=== Begin Enclosure ===

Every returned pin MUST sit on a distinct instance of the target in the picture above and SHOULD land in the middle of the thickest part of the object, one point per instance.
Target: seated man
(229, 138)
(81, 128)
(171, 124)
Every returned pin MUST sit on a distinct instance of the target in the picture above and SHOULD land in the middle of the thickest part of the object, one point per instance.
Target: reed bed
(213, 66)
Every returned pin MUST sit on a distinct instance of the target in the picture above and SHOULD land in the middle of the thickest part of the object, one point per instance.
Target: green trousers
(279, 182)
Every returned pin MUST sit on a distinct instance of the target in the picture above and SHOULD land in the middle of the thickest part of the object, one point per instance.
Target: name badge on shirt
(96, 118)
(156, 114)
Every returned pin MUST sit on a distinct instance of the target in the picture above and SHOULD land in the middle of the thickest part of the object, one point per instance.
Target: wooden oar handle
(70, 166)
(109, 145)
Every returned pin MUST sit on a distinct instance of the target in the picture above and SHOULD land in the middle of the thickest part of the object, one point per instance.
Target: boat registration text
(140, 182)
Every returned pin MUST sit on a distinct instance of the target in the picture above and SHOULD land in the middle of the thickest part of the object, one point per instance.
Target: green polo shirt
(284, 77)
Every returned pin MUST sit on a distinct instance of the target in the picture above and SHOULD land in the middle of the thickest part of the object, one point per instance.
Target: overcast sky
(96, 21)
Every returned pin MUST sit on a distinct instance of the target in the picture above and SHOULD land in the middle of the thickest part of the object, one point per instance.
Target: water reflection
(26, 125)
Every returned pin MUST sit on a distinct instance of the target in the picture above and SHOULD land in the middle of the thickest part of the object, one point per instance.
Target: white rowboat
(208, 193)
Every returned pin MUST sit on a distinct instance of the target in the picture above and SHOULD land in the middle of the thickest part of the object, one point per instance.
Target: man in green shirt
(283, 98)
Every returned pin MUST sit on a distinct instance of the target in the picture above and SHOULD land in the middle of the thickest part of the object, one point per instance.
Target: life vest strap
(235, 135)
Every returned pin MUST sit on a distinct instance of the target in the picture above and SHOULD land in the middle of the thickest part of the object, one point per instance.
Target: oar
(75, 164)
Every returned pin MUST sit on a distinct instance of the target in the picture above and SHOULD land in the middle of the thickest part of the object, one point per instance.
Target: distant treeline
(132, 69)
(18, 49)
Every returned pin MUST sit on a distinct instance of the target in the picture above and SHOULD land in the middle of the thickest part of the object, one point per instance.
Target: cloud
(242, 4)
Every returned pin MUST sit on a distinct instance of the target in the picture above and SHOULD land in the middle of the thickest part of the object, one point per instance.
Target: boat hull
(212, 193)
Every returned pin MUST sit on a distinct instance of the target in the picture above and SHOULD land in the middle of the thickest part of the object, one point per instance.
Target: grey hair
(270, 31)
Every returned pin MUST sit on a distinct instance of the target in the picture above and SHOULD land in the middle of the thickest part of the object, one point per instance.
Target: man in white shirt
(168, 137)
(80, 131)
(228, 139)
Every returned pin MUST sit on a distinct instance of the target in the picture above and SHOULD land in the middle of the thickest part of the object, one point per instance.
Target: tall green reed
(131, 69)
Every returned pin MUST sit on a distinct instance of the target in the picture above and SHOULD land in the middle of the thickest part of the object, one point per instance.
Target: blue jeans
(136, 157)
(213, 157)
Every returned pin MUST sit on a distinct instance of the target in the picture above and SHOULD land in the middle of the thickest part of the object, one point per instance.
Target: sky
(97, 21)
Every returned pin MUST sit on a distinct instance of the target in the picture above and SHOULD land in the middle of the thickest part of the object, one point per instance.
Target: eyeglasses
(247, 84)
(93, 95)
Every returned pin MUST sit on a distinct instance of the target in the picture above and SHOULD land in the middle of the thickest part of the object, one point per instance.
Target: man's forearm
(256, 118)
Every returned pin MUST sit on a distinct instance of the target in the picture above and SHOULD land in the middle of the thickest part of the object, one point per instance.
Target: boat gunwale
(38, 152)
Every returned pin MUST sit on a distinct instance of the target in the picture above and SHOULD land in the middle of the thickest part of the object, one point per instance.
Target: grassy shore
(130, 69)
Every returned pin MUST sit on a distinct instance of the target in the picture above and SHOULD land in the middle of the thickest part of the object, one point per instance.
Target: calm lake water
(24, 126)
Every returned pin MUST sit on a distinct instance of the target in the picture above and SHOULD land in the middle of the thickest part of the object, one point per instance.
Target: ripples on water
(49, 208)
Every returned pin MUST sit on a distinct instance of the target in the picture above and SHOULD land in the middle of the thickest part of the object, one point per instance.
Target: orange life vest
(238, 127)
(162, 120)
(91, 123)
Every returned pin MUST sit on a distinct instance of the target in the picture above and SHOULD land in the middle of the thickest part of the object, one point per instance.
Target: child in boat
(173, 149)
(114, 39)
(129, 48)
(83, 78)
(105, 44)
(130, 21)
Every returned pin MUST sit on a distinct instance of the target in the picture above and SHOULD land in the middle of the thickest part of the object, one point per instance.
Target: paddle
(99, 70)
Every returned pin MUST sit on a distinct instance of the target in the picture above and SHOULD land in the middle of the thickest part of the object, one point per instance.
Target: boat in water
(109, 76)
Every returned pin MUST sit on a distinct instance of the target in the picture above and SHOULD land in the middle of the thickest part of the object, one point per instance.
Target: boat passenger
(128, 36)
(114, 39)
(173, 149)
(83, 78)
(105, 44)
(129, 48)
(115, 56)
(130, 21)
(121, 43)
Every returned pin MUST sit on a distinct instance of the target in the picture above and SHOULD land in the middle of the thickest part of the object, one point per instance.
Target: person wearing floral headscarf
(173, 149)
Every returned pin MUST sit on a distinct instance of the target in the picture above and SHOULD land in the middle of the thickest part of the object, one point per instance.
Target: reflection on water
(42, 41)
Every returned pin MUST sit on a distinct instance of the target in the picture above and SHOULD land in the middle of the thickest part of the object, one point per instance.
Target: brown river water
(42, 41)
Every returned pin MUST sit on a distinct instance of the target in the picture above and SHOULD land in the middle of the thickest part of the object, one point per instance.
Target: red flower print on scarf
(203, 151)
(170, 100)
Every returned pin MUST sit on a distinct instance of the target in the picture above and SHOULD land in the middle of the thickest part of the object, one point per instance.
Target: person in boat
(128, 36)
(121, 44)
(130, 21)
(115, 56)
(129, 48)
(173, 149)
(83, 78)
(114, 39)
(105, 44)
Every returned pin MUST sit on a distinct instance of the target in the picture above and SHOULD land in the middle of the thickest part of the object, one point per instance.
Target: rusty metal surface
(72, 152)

=== End Enclosure ===

PROBLEM STATEMENT:
Transcribe the data in full, keeping every character.

WRITTEN SOLUTION:
Every returned pin MUST sit on a distinct instance of the target in the picture above and SHOULD land in the middle of the thickest part of the object, one point per instance.
Target: seated man
(229, 138)
(81, 128)
(171, 124)
Every returned pin MUST sit on a distinct instance of the target in the picture above and SHOULD land in the middle of the thickest part of the object, one point per instance.
Target: reed bed
(213, 66)
Every returned pin MUST sit on a distinct instance of the target in the picture above and SHOULD land in the middle of the thickest part of the object, one point per instance.
Target: green trousers
(279, 182)
Every returned pin MUST sit on a distinct instance of the target in the picture above and SHOULD land in the middle of the thickest part of the object, one point per instance.
Target: name badge on shirt
(96, 118)
(156, 114)
Every returned pin MUST sit on a distinct instance of the target in the picture above and SHOULD land in the middle of the thickest part of the object, one point per instance.
Target: wooden oar handle
(70, 166)
(109, 145)
Every returned pin MUST sit on a distinct instance of the target in the picture above and SHOULD land in the middle of the thickest part of the object, one point per instance.
Target: boat registration text
(140, 182)
Every returned pin MUST sit on a distinct instance of the target in the picture above and SHOULD land in the middle of the thickest part of the object, one point per instance.
Target: green polo shirt
(284, 77)
Every returned pin MUST sit on a distinct instance of the target in the picture above and SHOULD land in the middle of the thickest part of the object, one point per instance.
Target: overcast sky
(96, 21)
Every returned pin MUST sit on a distinct instance of the target in the picture above and SHOULD land in the middle of the thickest part of the object, one point per instance.
Target: water reflection
(26, 125)
Every returned pin MUST sit on a distinct instance of the target in the picture above and SHOULD land in the middle of the thickest part of the object, one point per instance.
Target: white rowboat
(208, 193)
Every returned pin MUST sit on a distinct instance of the target in the picture above and SHOULD land in the middle of the thickest part of the object, one point per instance.
Target: man in green shirt
(283, 98)
Every returned pin MUST sit on a distinct instance of the target in the picture above and SHOULD land in the middle of the thickest part of the object, one point per instance.
Target: life vest strap
(235, 135)
Every returned pin MUST sit on a distinct instance of the target in the picture above and SHOULD land in the middle of the thickest part of the object, one point per instance.
Target: oar
(75, 164)
Every returned pin MUST sit on a distinct instance of the target in the picture above and SHOULD land in the middle of the thickest part of the object, one point per instance.
Target: distant treeline
(132, 69)
(18, 49)
Every returned pin MUST sit on a distinct instance of the target in the picture above and SHOULD land in the middle of the thickest part of the object, one point per instance.
Target: cloud
(242, 4)
Every returned pin MUST sit on a distinct instance of the target in the picture above and SHOULD land in the middle of the thickest part of the object, one point per instance.
Target: boat hull
(212, 193)
Every returned pin MUST sit on a distinct instance of the target in the picture above and SHOULD land in the middle of the thickest part of the object, one point per instance.
Target: grey hair
(270, 31)
Every returned pin MUST sit on a distinct instance of the target in the picture above and SHOULD land in the middle of the thickest part of the object, one point per instance.
Target: man in white shirt
(168, 137)
(80, 131)
(228, 139)
Every returned pin MUST sit on a distinct instance of the target in the picture above and SHOULD land in the middle of the thickest part of the object, one point per instance.
Target: tall green reed
(131, 69)
Every returned pin MUST sit on a distinct instance of the target in the picture above and SHOULD land in the middle of the thickest part of the object, one point per instance.
Target: blue jeans
(136, 157)
(213, 157)
Every returned pin MUST sit on a distinct instance of the target in the picture above and SHOULD land in the middle of the thickest part of the object, one point per instance.
Target: sky
(97, 21)
Every returned pin MUST sit on a distinct instance of the target in the picture above and SHOULD land in the middle of the thickest part of the object, one point per instance.
Target: eyeglasses
(247, 84)
(93, 95)
Every returned pin MUST sit on a distinct instance of the target in the picture above and SHOULD land in the middle of the thickest part of the object, one point per instance.
Target: man's forearm
(256, 118)
Every returned pin MUST sit on a distinct instance of the target in the picture above and SHOULD land in the middle of the thickest part of the object, one point per instance.
Target: boat gunwale
(38, 152)
Every returned pin MUST sit on a distinct instance of the target in the picture above and SHOULD land in the middle of the thickest part of the object, one point per instance.
Target: grassy shore
(130, 69)
Every returned pin MUST sit on a distinct instance of the target in the picture above and SHOULD land in the middle of the thickest part of the object, one point per instance.
Target: calm lake water
(24, 126)
Every returned pin MUST sit on a distinct instance of the target in the picture above and SHOULD land in the middle of the thickest part of the object, one point per instance.
Target: ripples on water
(49, 208)
Every returned pin MUST sit on a distinct instance of the target in the picture above and SHOULD land in the middle of the thickest part of the object, one point per instance.
Target: orange life vest
(238, 127)
(162, 120)
(91, 123)
Every returned pin MUST sit on a distinct instance of the target in the picture above and SHOULD land in the middle of the thickest part of the object, one point per instance.
Target: child in boat
(173, 149)
(114, 39)
(129, 48)
(83, 78)
(105, 44)
(130, 21)
Every returned pin MUST sit on a distinct instance of the target in the picture above and SHOULD land in the middle of the thickest part of the object, one point per instance.
Target: paddle
(99, 70)
Every returned pin MUST sit on a distinct instance of the target in the picture above and SHOULD land in the middle of the thickest part of the object, one point per instance.
Target: boat in water
(109, 76)
Every returned pin MUST sit on a distinct instance of the target in the picture above and SHOULD land in the middle of the thickest part of the object, one point per instance.
Target: boat passenger
(128, 36)
(114, 39)
(173, 149)
(83, 78)
(105, 44)
(129, 48)
(115, 56)
(130, 21)
(121, 43)
Every returned pin MUST sit on a distinct instance of the target in the picture above and SHOULD land in the middle of the thickest part of the object, one point per instance.
Target: person wearing floral headscarf
(173, 149)
Every returned pin MUST sit on a distinct instance of the target in the picture above and SHOULD land in the middle of the thickest part of the object, one point per instance.
Target: reflection on water
(42, 41)
Every returned pin MUST sit on a distinct instance of the target in the picture above and SHOULD land in the middle of the thickest part of the object, one point per instance.
Target: brown river water
(42, 41)
Every returned pin MUST sit on a distinct instance of the target in the picture above and SHOULD land in the middle of the thickest part of the object, one point per instance.
Target: red flower print on scarf
(203, 151)
(170, 100)
Every returned pin MUST sit on a distinct instance of the target in the picture above and SHOULD land in the middle of the thickest part of the object, one point per instance.
Target: person in boat
(128, 36)
(121, 44)
(130, 21)
(115, 56)
(129, 48)
(173, 149)
(83, 78)
(114, 39)
(105, 44)
Every returned pin MUST sit on a distinct instance of the target in the picture above and SHOULD land in the middle of the thickest part of the object, one point per instance.
Target: rusty metal surface
(72, 152)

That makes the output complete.